» RECORDS FOR THE EXERCISE
|---|

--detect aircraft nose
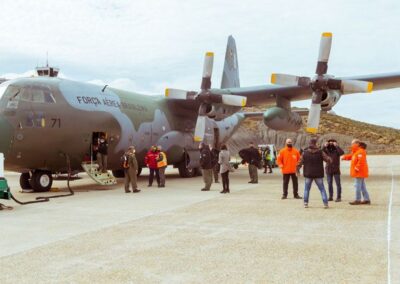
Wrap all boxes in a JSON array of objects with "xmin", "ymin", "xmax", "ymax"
[{"xmin": 0, "ymin": 115, "xmax": 12, "ymax": 155}]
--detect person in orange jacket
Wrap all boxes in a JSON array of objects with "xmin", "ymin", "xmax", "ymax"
[
  {"xmin": 342, "ymin": 140, "xmax": 371, "ymax": 205},
  {"xmin": 277, "ymin": 138, "xmax": 302, "ymax": 199}
]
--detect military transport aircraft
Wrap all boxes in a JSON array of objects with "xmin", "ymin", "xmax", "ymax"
[{"xmin": 0, "ymin": 32, "xmax": 399, "ymax": 192}]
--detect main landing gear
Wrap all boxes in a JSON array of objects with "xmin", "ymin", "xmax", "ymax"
[{"xmin": 20, "ymin": 170, "xmax": 53, "ymax": 192}]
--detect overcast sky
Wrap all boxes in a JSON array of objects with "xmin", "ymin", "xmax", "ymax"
[{"xmin": 0, "ymin": 0, "xmax": 399, "ymax": 128}]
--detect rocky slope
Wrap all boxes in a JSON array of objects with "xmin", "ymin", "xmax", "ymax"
[{"xmin": 228, "ymin": 111, "xmax": 400, "ymax": 155}]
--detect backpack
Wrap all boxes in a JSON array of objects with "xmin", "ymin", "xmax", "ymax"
[{"xmin": 121, "ymin": 155, "xmax": 129, "ymax": 169}]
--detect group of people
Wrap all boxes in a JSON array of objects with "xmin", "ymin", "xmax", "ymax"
[
  {"xmin": 121, "ymin": 137, "xmax": 371, "ymax": 209},
  {"xmin": 122, "ymin": 145, "xmax": 168, "ymax": 193},
  {"xmin": 277, "ymin": 138, "xmax": 370, "ymax": 208},
  {"xmin": 199, "ymin": 143, "xmax": 232, "ymax": 193}
]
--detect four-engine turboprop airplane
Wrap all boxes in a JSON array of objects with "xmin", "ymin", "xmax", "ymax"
[{"xmin": 0, "ymin": 32, "xmax": 399, "ymax": 192}]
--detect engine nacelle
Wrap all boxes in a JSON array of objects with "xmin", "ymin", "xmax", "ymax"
[
  {"xmin": 321, "ymin": 90, "xmax": 341, "ymax": 111},
  {"xmin": 263, "ymin": 107, "xmax": 302, "ymax": 131},
  {"xmin": 205, "ymin": 104, "xmax": 240, "ymax": 121}
]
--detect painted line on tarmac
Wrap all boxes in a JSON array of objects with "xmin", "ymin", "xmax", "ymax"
[{"xmin": 387, "ymin": 165, "xmax": 395, "ymax": 284}]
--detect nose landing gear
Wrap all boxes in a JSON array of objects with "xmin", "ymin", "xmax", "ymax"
[{"xmin": 19, "ymin": 170, "xmax": 53, "ymax": 192}]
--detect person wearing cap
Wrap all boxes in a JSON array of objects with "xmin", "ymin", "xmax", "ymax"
[
  {"xmin": 322, "ymin": 139, "xmax": 345, "ymax": 202},
  {"xmin": 123, "ymin": 146, "xmax": 140, "ymax": 193},
  {"xmin": 297, "ymin": 138, "xmax": 332, "ymax": 208},
  {"xmin": 343, "ymin": 141, "xmax": 371, "ymax": 205},
  {"xmin": 199, "ymin": 142, "xmax": 213, "ymax": 191},
  {"xmin": 157, "ymin": 145, "xmax": 168, "ymax": 188},
  {"xmin": 277, "ymin": 138, "xmax": 302, "ymax": 199}
]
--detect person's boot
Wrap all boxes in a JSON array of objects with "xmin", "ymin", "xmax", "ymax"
[
  {"xmin": 335, "ymin": 198, "xmax": 342, "ymax": 202},
  {"xmin": 349, "ymin": 200, "xmax": 362, "ymax": 205},
  {"xmin": 226, "ymin": 189, "xmax": 230, "ymax": 193},
  {"xmin": 132, "ymin": 189, "xmax": 141, "ymax": 193},
  {"xmin": 220, "ymin": 190, "xmax": 226, "ymax": 194},
  {"xmin": 328, "ymin": 196, "xmax": 333, "ymax": 201},
  {"xmin": 361, "ymin": 200, "xmax": 371, "ymax": 205},
  {"xmin": 294, "ymin": 195, "xmax": 303, "ymax": 199}
]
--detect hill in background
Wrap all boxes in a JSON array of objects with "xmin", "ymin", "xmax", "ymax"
[{"xmin": 227, "ymin": 109, "xmax": 400, "ymax": 154}]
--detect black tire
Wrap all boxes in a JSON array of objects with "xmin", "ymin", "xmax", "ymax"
[
  {"xmin": 19, "ymin": 172, "xmax": 32, "ymax": 189},
  {"xmin": 178, "ymin": 163, "xmax": 195, "ymax": 178},
  {"xmin": 112, "ymin": 169, "xmax": 125, "ymax": 178},
  {"xmin": 30, "ymin": 171, "xmax": 53, "ymax": 192}
]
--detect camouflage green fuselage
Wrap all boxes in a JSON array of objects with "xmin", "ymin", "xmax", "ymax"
[{"xmin": 0, "ymin": 77, "xmax": 244, "ymax": 173}]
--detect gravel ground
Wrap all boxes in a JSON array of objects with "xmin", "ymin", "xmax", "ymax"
[{"xmin": 0, "ymin": 155, "xmax": 399, "ymax": 283}]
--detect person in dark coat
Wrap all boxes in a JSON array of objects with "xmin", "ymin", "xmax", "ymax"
[
  {"xmin": 97, "ymin": 134, "xmax": 108, "ymax": 173},
  {"xmin": 239, "ymin": 142, "xmax": 261, "ymax": 183},
  {"xmin": 210, "ymin": 146, "xmax": 220, "ymax": 183},
  {"xmin": 322, "ymin": 139, "xmax": 345, "ymax": 202},
  {"xmin": 199, "ymin": 143, "xmax": 213, "ymax": 191},
  {"xmin": 297, "ymin": 138, "xmax": 332, "ymax": 208}
]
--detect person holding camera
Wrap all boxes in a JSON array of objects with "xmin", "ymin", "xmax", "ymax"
[{"xmin": 322, "ymin": 139, "xmax": 345, "ymax": 202}]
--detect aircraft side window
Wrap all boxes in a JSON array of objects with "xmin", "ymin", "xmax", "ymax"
[
  {"xmin": 31, "ymin": 87, "xmax": 56, "ymax": 103},
  {"xmin": 4, "ymin": 86, "xmax": 20, "ymax": 100}
]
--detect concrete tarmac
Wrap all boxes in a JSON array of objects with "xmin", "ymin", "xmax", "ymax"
[{"xmin": 0, "ymin": 155, "xmax": 399, "ymax": 283}]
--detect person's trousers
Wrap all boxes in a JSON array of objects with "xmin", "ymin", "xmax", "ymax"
[
  {"xmin": 248, "ymin": 164, "xmax": 258, "ymax": 182},
  {"xmin": 124, "ymin": 168, "xmax": 137, "ymax": 192},
  {"xmin": 354, "ymin": 177, "xmax": 370, "ymax": 201},
  {"xmin": 326, "ymin": 174, "xmax": 342, "ymax": 199},
  {"xmin": 221, "ymin": 171, "xmax": 230, "ymax": 192},
  {"xmin": 304, "ymin": 177, "xmax": 328, "ymax": 205},
  {"xmin": 282, "ymin": 173, "xmax": 298, "ymax": 197},
  {"xmin": 97, "ymin": 153, "xmax": 108, "ymax": 173},
  {"xmin": 149, "ymin": 168, "xmax": 160, "ymax": 186},
  {"xmin": 213, "ymin": 164, "xmax": 220, "ymax": 182},
  {"xmin": 159, "ymin": 167, "xmax": 166, "ymax": 186},
  {"xmin": 202, "ymin": 169, "xmax": 213, "ymax": 190}
]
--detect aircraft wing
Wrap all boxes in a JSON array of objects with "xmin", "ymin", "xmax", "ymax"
[{"xmin": 222, "ymin": 72, "xmax": 400, "ymax": 107}]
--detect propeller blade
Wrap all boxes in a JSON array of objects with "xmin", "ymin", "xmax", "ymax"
[
  {"xmin": 201, "ymin": 52, "xmax": 214, "ymax": 90},
  {"xmin": 306, "ymin": 91, "xmax": 323, "ymax": 134},
  {"xmin": 165, "ymin": 88, "xmax": 190, "ymax": 99},
  {"xmin": 194, "ymin": 116, "xmax": 206, "ymax": 142},
  {"xmin": 271, "ymin": 73, "xmax": 299, "ymax": 86},
  {"xmin": 315, "ymin": 32, "xmax": 332, "ymax": 75},
  {"xmin": 341, "ymin": 80, "xmax": 373, "ymax": 94},
  {"xmin": 271, "ymin": 73, "xmax": 311, "ymax": 87},
  {"xmin": 221, "ymin": 95, "xmax": 247, "ymax": 107}
]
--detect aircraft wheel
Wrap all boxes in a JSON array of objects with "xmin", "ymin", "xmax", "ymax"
[
  {"xmin": 178, "ymin": 163, "xmax": 195, "ymax": 178},
  {"xmin": 112, "ymin": 170, "xmax": 125, "ymax": 178},
  {"xmin": 30, "ymin": 170, "xmax": 53, "ymax": 192},
  {"xmin": 19, "ymin": 172, "xmax": 32, "ymax": 189}
]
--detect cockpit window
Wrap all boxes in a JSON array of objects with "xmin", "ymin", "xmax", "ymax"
[{"xmin": 6, "ymin": 85, "xmax": 56, "ymax": 103}]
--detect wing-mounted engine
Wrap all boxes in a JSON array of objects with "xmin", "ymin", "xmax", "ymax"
[
  {"xmin": 320, "ymin": 90, "xmax": 341, "ymax": 111},
  {"xmin": 165, "ymin": 38, "xmax": 246, "ymax": 142},
  {"xmin": 263, "ymin": 107, "xmax": 302, "ymax": 132},
  {"xmin": 270, "ymin": 32, "xmax": 373, "ymax": 133}
]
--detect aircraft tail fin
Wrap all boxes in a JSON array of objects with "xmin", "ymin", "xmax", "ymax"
[{"xmin": 221, "ymin": 35, "xmax": 240, "ymax": 89}]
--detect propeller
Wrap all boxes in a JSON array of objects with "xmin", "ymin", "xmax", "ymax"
[
  {"xmin": 165, "ymin": 52, "xmax": 246, "ymax": 142},
  {"xmin": 270, "ymin": 32, "xmax": 373, "ymax": 134}
]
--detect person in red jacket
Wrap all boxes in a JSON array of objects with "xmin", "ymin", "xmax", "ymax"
[
  {"xmin": 277, "ymin": 138, "xmax": 302, "ymax": 199},
  {"xmin": 144, "ymin": 146, "xmax": 160, "ymax": 187},
  {"xmin": 342, "ymin": 141, "xmax": 371, "ymax": 205}
]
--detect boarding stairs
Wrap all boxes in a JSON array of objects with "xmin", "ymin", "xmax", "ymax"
[{"xmin": 81, "ymin": 162, "xmax": 117, "ymax": 186}]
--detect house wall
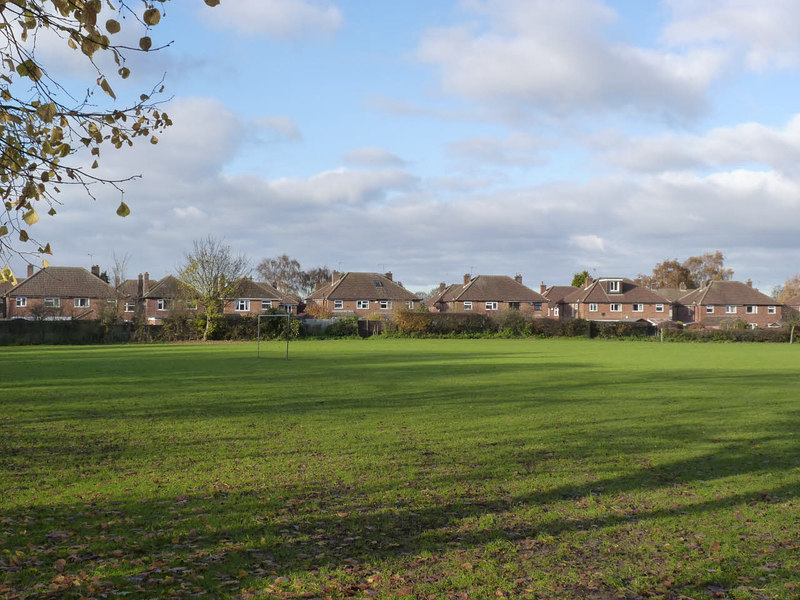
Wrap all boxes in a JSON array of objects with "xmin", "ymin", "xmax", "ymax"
[
  {"xmin": 221, "ymin": 299, "xmax": 290, "ymax": 316},
  {"xmin": 310, "ymin": 298, "xmax": 416, "ymax": 317},
  {"xmin": 142, "ymin": 298, "xmax": 200, "ymax": 323},
  {"xmin": 6, "ymin": 296, "xmax": 115, "ymax": 320},
  {"xmin": 574, "ymin": 301, "xmax": 672, "ymax": 321},
  {"xmin": 692, "ymin": 304, "xmax": 783, "ymax": 328},
  {"xmin": 444, "ymin": 300, "xmax": 547, "ymax": 316}
]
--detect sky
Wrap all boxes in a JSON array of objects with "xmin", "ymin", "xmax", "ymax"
[{"xmin": 9, "ymin": 0, "xmax": 800, "ymax": 294}]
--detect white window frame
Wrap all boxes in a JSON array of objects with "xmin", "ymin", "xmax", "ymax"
[
  {"xmin": 553, "ymin": 306, "xmax": 559, "ymax": 317},
  {"xmin": 485, "ymin": 301, "xmax": 498, "ymax": 311},
  {"xmin": 261, "ymin": 300, "xmax": 272, "ymax": 310},
  {"xmin": 706, "ymin": 305, "xmax": 714, "ymax": 314},
  {"xmin": 333, "ymin": 300, "xmax": 344, "ymax": 310},
  {"xmin": 406, "ymin": 301, "xmax": 414, "ymax": 309},
  {"xmin": 16, "ymin": 297, "xmax": 27, "ymax": 307},
  {"xmin": 124, "ymin": 301, "xmax": 136, "ymax": 313},
  {"xmin": 746, "ymin": 305, "xmax": 757, "ymax": 314},
  {"xmin": 235, "ymin": 299, "xmax": 250, "ymax": 312},
  {"xmin": 356, "ymin": 300, "xmax": 370, "ymax": 310},
  {"xmin": 186, "ymin": 301, "xmax": 198, "ymax": 310},
  {"xmin": 725, "ymin": 305, "xmax": 736, "ymax": 314},
  {"xmin": 610, "ymin": 303, "xmax": 622, "ymax": 312},
  {"xmin": 44, "ymin": 297, "xmax": 60, "ymax": 308},
  {"xmin": 157, "ymin": 299, "xmax": 169, "ymax": 311},
  {"xmin": 632, "ymin": 303, "xmax": 643, "ymax": 312},
  {"xmin": 74, "ymin": 298, "xmax": 90, "ymax": 308},
  {"xmin": 463, "ymin": 301, "xmax": 472, "ymax": 311},
  {"xmin": 768, "ymin": 306, "xmax": 776, "ymax": 314},
  {"xmin": 533, "ymin": 302, "xmax": 542, "ymax": 311},
  {"xmin": 379, "ymin": 300, "xmax": 392, "ymax": 310},
  {"xmin": 608, "ymin": 280, "xmax": 621, "ymax": 293},
  {"xmin": 588, "ymin": 303, "xmax": 598, "ymax": 312},
  {"xmin": 655, "ymin": 304, "xmax": 664, "ymax": 313}
]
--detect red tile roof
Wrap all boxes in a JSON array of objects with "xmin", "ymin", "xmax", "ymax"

|---|

» WHAT THIS TASK INVOLVES
Nothing but the lines from the first line of the records above to the line with "--detect nose landing gear", inclusive, should be transcribed exactly, and the pictures must be left out.

» WRITTEN ANSWER
--detect aircraft nose
Wrap all boxes in a JSON array of objects with "xmin", "ymin", "xmax", "ymax"
[{"xmin": 0, "ymin": 115, "xmax": 12, "ymax": 155}]
--detect person in orange jacket
Wrap all boxes in a JSON array of objects with "xmin", "ymin", "xmax", "ymax"
[
  {"xmin": 342, "ymin": 140, "xmax": 371, "ymax": 205},
  {"xmin": 277, "ymin": 138, "xmax": 302, "ymax": 199}
]
--detect military transport aircraft
Wrap all boxes in a JSON array of objects with "xmin", "ymin", "xmax", "ymax"
[{"xmin": 0, "ymin": 32, "xmax": 399, "ymax": 192}]
--detect main landing gear
Wrap all boxes in a JSON array of objects with "xmin", "ymin", "xmax", "ymax"
[{"xmin": 20, "ymin": 170, "xmax": 53, "ymax": 192}]
--detect overcast sky
Wrap all boxes in a JSON array of objects with "xmin", "ymin", "xmax", "ymax"
[{"xmin": 0, "ymin": 0, "xmax": 399, "ymax": 128}]
--detect rocky slope
Wrap all boxes in a JSON array of objects with "xmin", "ymin", "xmax", "ymax"
[{"xmin": 228, "ymin": 111, "xmax": 400, "ymax": 155}]
--detect backpack
Wrap all boxes in a JSON array of objects with "xmin", "ymin", "xmax", "ymax"
[{"xmin": 121, "ymin": 155, "xmax": 129, "ymax": 169}]
--detect group of people
Wrap all boxes in a JSON array of objects with "xmin", "ymin", "xmax", "ymax"
[
  {"xmin": 121, "ymin": 137, "xmax": 371, "ymax": 209},
  {"xmin": 122, "ymin": 145, "xmax": 168, "ymax": 193},
  {"xmin": 277, "ymin": 138, "xmax": 370, "ymax": 208},
  {"xmin": 199, "ymin": 143, "xmax": 232, "ymax": 193}
]
--detect four-engine turboprop airplane
Wrap all boxes in a JSON array of objects with "xmin", "ymin", "xmax", "ymax"
[{"xmin": 0, "ymin": 32, "xmax": 399, "ymax": 192}]
--detect engine nacelle
Wrap all boxes in a JSON array of objects with "xmin", "ymin", "xmax", "ymax"
[
  {"xmin": 321, "ymin": 90, "xmax": 341, "ymax": 111},
  {"xmin": 263, "ymin": 107, "xmax": 302, "ymax": 131},
  {"xmin": 205, "ymin": 104, "xmax": 240, "ymax": 121}
]
--detect painted line on tarmac
Wrap all boxes in a JSON array of objects with "xmin", "ymin", "xmax", "ymax"
[{"xmin": 387, "ymin": 165, "xmax": 395, "ymax": 284}]
--detect nose landing gear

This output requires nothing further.